MATERIAL FOR THE TASK:
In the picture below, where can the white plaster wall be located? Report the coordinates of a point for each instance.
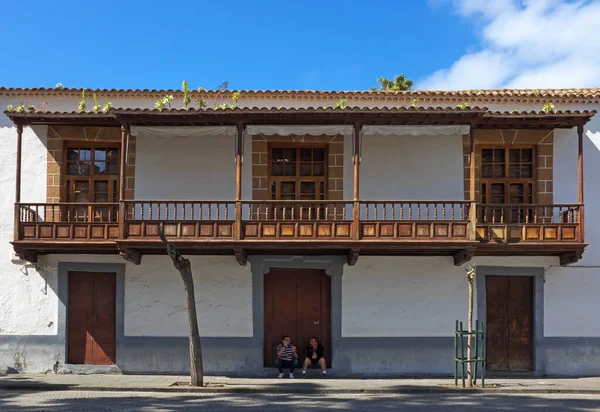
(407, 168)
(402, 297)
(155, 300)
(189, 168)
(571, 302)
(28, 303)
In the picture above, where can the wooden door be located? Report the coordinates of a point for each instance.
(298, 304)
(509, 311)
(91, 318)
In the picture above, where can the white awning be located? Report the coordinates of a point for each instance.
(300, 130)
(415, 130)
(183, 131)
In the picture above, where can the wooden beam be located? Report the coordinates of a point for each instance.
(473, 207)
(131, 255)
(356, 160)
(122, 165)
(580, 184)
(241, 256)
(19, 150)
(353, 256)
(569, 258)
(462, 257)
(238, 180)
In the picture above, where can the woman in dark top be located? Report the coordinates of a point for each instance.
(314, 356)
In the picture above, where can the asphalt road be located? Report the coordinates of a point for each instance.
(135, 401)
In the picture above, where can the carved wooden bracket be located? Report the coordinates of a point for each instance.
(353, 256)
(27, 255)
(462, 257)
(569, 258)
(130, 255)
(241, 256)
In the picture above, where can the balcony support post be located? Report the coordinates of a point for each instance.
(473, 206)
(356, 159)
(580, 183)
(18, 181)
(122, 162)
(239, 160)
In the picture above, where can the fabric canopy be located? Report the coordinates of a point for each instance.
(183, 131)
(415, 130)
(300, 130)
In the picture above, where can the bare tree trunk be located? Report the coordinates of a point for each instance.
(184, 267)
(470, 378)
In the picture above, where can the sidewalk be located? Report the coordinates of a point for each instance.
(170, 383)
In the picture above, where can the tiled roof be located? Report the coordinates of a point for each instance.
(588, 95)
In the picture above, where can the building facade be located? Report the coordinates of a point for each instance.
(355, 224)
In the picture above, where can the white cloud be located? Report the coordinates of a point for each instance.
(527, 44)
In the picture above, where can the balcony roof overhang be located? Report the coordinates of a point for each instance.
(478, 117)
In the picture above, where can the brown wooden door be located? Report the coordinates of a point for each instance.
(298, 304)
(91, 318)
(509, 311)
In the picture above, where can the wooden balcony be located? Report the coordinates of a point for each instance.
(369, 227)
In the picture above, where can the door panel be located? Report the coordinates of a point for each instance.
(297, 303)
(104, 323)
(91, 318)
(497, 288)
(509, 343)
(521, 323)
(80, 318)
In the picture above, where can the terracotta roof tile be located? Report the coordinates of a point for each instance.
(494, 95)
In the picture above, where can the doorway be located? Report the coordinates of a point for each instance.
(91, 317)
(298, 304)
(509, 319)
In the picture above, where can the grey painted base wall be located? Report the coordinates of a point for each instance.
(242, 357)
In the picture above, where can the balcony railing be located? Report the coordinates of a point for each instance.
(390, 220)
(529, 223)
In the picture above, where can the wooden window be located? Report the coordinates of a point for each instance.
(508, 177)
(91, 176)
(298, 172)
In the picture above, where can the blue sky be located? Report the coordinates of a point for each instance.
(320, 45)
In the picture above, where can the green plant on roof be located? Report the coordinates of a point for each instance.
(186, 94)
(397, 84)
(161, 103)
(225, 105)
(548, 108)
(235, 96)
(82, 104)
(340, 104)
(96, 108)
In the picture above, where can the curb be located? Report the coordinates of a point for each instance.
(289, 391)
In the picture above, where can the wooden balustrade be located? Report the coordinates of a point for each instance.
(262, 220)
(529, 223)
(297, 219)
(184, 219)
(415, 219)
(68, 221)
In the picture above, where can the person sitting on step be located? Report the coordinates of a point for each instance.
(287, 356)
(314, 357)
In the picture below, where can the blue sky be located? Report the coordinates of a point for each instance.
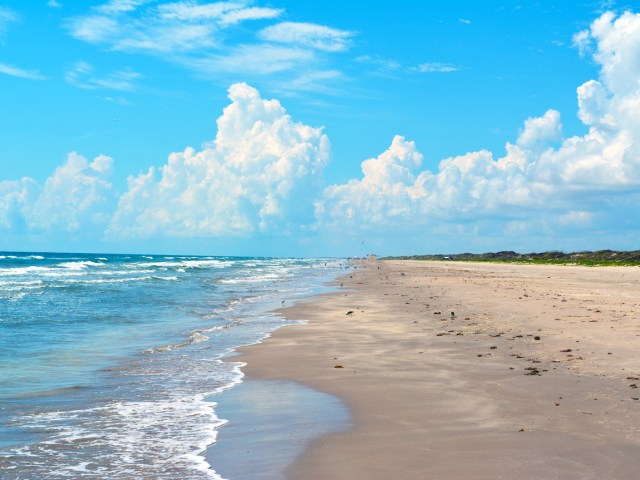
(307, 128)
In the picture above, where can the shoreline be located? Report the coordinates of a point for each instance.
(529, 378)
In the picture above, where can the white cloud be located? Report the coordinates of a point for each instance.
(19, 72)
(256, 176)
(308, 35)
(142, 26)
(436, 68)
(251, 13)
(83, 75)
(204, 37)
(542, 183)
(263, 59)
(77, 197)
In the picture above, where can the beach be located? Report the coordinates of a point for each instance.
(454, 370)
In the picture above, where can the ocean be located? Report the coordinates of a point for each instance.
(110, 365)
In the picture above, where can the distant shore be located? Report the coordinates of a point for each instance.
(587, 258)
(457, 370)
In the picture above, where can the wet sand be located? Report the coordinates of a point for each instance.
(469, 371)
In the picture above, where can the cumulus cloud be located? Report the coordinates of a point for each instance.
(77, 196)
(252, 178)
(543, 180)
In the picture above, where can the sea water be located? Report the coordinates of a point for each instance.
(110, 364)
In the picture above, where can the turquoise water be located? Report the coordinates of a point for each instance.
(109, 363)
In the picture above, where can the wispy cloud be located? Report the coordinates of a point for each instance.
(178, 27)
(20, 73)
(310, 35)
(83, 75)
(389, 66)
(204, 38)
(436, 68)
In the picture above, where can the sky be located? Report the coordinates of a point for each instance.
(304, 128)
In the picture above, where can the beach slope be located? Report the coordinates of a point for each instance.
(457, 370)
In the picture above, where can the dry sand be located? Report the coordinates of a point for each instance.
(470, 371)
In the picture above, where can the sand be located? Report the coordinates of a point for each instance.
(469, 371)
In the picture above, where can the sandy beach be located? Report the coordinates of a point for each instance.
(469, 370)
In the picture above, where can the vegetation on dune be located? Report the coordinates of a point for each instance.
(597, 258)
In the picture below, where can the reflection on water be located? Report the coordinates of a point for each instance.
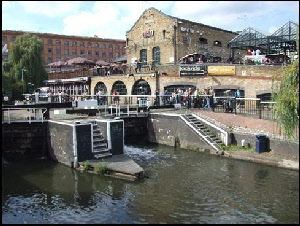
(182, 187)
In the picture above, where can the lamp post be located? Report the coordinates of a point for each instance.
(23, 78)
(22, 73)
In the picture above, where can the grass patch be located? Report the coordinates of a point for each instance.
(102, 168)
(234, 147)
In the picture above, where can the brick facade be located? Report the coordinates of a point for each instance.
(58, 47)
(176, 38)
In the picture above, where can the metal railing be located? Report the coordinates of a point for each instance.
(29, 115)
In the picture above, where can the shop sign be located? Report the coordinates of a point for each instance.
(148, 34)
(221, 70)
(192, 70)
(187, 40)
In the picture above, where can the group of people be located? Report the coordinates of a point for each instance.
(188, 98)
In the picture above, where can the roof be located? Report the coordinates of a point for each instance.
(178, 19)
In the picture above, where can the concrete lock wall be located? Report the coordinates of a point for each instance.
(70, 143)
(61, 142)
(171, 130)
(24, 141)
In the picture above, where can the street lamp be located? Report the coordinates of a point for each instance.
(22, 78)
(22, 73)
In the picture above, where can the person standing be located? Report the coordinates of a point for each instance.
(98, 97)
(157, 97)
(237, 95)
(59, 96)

WHAT THE TASK REQUIRES:
Starting at the line that contains "In the picture above, where can the lamp", retype each line through the end of the listing above and nothing else.

SOLUTION BELOW:
In the picture above, where can the lamp post be located? Report the coordinates of a point for each instance.
(23, 78)
(22, 73)
In the picture above, where can the grass patch be located? Report the coordinates of a point for each instance.
(102, 168)
(234, 147)
In the picture above, where can the brick facade be located? Report the coordinates of a point for each instance.
(58, 47)
(176, 38)
In the picture above, where can the metal railing be located? Report the coordinates of a point for each instance.
(29, 115)
In the picture above, where can the shop sign be located? Report the coordinates of a point for each instance.
(148, 34)
(221, 70)
(192, 70)
(187, 40)
In the picture above, where can the group of people be located? Report the coordinates of a point for each instance.
(188, 98)
In the picture above, where can the roof be located? Report the coordinates of a point for each instance.
(178, 19)
In the picture above, where can the concrete lock wall be located? Report the coordinates of a point for each instance.
(70, 143)
(61, 142)
(171, 130)
(24, 141)
In the picture above, where can the street lamp be located? Report the coordinates of a point for each instance.
(22, 78)
(22, 73)
In the picture above, where can the person standing be located? Report the coordinates of a point for each instance.
(98, 97)
(157, 97)
(237, 95)
(59, 96)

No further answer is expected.